### STATED PROBLEM
Set out the records below as a Markdown table with two columns, Row and Line, giving each non-blank line its own numbered row.

*-*-*

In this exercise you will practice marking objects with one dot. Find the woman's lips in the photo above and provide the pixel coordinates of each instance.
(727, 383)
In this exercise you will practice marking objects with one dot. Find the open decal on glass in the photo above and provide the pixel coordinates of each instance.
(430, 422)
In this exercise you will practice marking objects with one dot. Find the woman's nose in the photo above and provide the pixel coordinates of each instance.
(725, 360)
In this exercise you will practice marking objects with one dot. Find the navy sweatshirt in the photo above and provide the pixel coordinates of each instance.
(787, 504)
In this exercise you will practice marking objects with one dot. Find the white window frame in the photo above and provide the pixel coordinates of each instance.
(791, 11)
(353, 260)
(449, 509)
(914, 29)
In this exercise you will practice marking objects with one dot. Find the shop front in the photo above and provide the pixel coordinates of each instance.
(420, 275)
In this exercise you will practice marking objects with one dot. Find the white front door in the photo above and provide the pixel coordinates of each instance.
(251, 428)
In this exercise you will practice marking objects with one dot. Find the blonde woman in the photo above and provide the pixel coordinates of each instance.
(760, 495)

*-*-*

### RESPONSE
| Row | Line |
|---|---|
| 1 | In this exercise you will practice marking objects with one dot. Find the woman's lips in the photo above and provide the pixel coordinates of each instance. |
| 2 | (727, 383) |
| 3 | In this exercise you will practice marking objects with one dot. Find the open decal on glass in the photo above and provide the pixel coordinates of each instance. |
| 4 | (430, 422) |
| 5 | In this exercise you will practice marking objects with one dot. Find the woman's nose in the photo above and provide the pixel coordinates of each instance. |
| 6 | (725, 360) |
| 7 | In this exercise you will practice marking objects with one dot. Find the navy sweatshirt in the photo above and provide the pixel coordinates of each instance. |
| 8 | (787, 504) |
| 9 | In this exercise you will practice marking objects with one dot. Find the white window frame in the photo above and provide the pixel coordinates of each instance. |
| 10 | (791, 11) |
| 11 | (353, 260) |
| 12 | (449, 509) |
| 13 | (914, 29) |
| 14 | In this exercise you will practice marking objects with one dot. Find the shop front in the photo above and provide the pixel coordinates of each instance. |
| 15 | (420, 275) |
| 16 | In this exercise you will practice marking objects with one dot. Find the white front door in the photo above and provide the pixel coordinates of each instance. |
| 17 | (251, 428) |
| 18 | In this exercise you will practice marking objects with one dot. Find the blonde woman in the photo above and provide the pixel coordinates of each instance. |
| 19 | (760, 495) |